Document text =
#####

When we were walking through the museum I recognized portraits of famous Russian writers like Dostoevskii, Ostrovskii, Turgenev and Tolstoi. Tretiakov can also be credited for acquiring these portraits and in the museum you will find two portraits of the patron himself.
In 1898 he passed away and the house was reconstructed and in 1918 it became the property of the state and received its present name.
My Opinion about the State Tretyakov Gallery:
I enjoyed every minute in this museum. It is a little difficult to understand the importance of the art without proper descriptions in English. My husband pointed out the most famous pieces in the museum that he knows and grew up with. At the entrance of each hall is a basket with laminated information about the artists. This is in Russian and English. In my opinion it will be easier to visit the museum with a guide. I do hope they will add more English descriptions to the art pieces as it will be more valuable for the foreign tourist.
Moscow has “Free Museum” Night” from time-to-time. On these nights you can visit a list of museums for free. It does add up if you are planning to visit other famous museums like the Pushkin Museum. We visited the Tretyakov museum for free but photographs were not allowed on this evening. I sneaked in a couple of photos until I got shouted at by one of the ladies who worked there. It is quite difficult to take photos because they have 3 people in each hall watching the visitors. Luckily for me there were a lot of people on this evening and I managed to put together a video clip and also a brief explanation of the art that I did manage to photograph.
where to find the state tretyakov gallery and museum
Address: 10, Lavrushinsky Lane, Moscow, Russia, 119017
Getting Here: The nearest metro stations are “Tretyakovskaya”, “Novokuznetskaya” and “Polyanka”
- Thursdays, Fridays: 10.00 am – 09.00 pm (ticket office and last admission until 08.00 pm);
- Tuesdays, Wednesdays, Saturdays and Sundays: 10.00 am – 06.00 pm (ticket office and last admission until 05.00 pm)
- day-off Monday
Adults – 450 RUB
Students – 300 RUB
When: 19 May 2012
Where: Moscow, Russian Federation
Famous paintings that I have seen in the museum. Information courtesy of the Tretyakov State Gallery webpage.

#####

Material provided =
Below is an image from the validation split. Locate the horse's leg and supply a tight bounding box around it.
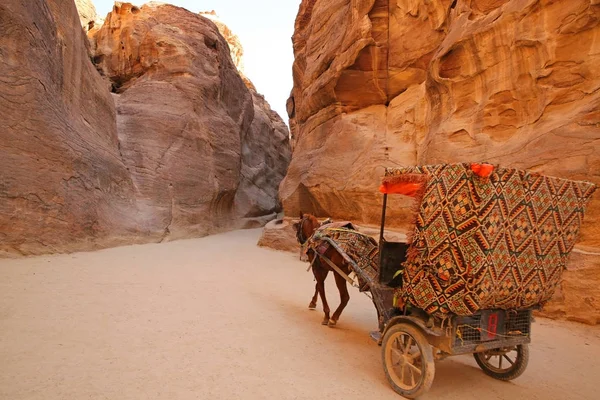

#####

Work to complete =
1) In the Tretyakov Gallery text, write out everything between "where to find" and "State Gallery webpage.", inclusive.
2) Continue the Tretyakov Gallery text from the point where it stops.

Per-task answers =
1)
where to find the state tretyakov gallery and museum
Address: 10, Lavrushinsky Lane, Moscow, Russia, 119017
Getting Here: The nearest metro stations are “Tretyakovskaya”, “Novokuznetskaya” and “Polyanka”
- Thursdays, Fridays: 10.00 am – 09.00 pm (ticket office and last admission until 08.00 pm);
- Tuesdays, Wednesdays, Saturdays and Sundays: 10.00 am – 06.00 pm (ticket office and last admission until 05.00 pm)
- day-off Monday
Adults – 450 RUB
Students – 300 RUB
When: 19 May 2012
Where: Moscow, Russian Federation
Famous paintings that I have seen in the museum. Information courtesy of the Tretyakov State Gallery webpage.

2)
1. Portrait of Empress Anna Ioannovna by Louis Caravaque
Empress Anna Ioannovna (1693–1740) was the daughter of Peter the Great’s stepbrother, Tsar Ioann Alekseevich, who by marriage became the Duchess of Courland. She was Empress of Russia beginning in 1730. She is depicted in the kind of formal Imperial portrait that took shape in European art in the 17th century during the age of the Baroque.
The artist places the figure of the Sovereign in a palace interior and painstakingly sets down all the attributes of power – a lavish coronation dress over which she wears an ermine mantle, the crown, scepter, and orb displayed on a velvet cushion. The large and heavy figure of Anna Ioannovna has compelled the artist to use a monumental composition. The appearance of the model hardly corresponds to the way she looked in life. Princess N.B. Dolgorukaya wrote about Anna Ioannovna: “… she had a terrifying gaze and an unpleasant face; she was so big that when she walked with courtiers she was head and shoulders above them and exceedingly fat.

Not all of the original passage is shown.